* TASK
Can you render the records below, from the line with "the distant treeline" up to and including the line with "column 329, row 419", as a Markdown table with the columns Row and Record line, leaving out blank lines?

[Rows from a pointing dataset]

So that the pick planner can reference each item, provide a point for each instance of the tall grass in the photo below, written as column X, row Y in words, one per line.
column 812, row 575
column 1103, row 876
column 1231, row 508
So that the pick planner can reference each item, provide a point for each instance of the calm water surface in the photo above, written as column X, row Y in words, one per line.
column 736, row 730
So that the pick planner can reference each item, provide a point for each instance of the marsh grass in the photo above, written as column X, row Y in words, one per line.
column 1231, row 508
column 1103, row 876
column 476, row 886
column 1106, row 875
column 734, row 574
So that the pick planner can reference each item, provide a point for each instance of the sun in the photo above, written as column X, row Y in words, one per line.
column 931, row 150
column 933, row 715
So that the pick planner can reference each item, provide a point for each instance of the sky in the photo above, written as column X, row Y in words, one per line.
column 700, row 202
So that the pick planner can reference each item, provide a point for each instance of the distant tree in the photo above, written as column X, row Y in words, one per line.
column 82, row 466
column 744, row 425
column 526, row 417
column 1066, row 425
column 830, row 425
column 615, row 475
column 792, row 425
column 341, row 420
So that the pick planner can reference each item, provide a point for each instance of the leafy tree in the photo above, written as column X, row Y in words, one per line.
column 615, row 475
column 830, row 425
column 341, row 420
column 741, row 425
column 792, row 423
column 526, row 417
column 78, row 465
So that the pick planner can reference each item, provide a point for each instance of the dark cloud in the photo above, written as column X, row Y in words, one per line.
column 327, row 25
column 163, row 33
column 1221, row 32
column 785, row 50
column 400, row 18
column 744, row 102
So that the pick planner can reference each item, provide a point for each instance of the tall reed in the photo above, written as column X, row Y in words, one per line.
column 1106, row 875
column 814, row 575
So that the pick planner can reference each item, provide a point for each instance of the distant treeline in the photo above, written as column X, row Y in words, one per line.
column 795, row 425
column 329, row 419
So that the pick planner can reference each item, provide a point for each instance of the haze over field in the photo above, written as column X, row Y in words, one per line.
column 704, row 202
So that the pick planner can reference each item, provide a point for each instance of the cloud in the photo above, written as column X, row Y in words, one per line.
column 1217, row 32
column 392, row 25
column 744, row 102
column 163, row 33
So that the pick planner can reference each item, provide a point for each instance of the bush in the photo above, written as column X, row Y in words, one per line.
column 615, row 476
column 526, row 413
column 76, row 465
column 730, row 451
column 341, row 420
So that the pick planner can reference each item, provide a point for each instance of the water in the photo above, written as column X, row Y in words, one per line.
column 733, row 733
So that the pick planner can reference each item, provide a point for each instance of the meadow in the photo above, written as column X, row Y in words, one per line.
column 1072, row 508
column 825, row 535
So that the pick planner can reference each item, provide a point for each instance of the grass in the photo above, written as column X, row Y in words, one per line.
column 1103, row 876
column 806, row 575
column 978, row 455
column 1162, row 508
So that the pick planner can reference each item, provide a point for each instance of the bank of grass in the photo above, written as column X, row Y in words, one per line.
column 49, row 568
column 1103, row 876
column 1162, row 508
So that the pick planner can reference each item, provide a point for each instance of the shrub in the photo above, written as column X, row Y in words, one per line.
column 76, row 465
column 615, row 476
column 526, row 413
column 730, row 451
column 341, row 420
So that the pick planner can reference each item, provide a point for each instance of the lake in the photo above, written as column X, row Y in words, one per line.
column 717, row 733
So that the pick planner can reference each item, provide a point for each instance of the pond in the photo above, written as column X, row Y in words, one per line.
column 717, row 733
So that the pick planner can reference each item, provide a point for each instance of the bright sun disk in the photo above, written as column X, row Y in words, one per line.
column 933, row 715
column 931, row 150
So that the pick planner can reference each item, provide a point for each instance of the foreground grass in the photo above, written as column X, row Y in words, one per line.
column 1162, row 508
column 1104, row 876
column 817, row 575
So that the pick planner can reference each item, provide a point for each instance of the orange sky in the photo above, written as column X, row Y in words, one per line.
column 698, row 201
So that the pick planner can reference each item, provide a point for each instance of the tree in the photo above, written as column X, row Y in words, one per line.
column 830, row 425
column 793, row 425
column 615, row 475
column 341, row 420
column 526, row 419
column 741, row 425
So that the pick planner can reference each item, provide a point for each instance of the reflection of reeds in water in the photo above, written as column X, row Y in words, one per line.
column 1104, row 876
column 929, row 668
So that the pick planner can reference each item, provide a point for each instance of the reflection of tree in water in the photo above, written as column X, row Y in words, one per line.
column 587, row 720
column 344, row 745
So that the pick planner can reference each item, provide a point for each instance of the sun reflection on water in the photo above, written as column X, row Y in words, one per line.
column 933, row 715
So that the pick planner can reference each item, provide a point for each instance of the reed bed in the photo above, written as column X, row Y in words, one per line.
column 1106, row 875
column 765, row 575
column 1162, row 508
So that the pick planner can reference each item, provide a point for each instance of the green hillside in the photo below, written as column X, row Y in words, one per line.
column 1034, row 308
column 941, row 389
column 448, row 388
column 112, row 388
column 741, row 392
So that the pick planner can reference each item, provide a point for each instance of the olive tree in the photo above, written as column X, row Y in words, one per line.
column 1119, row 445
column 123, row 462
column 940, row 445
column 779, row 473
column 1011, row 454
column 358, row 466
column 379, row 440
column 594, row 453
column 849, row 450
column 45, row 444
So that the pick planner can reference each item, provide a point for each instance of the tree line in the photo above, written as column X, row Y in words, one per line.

* RESULT OF THIS EXERCISE
| Row | Record line |
|---|---|
| 1 | So that the pick planner can reference each item, provide a point for each instance of the distant treeline in the photo above, written as column X, row Y in words, one per line. |
| 2 | column 795, row 425 |
| 3 | column 329, row 419 |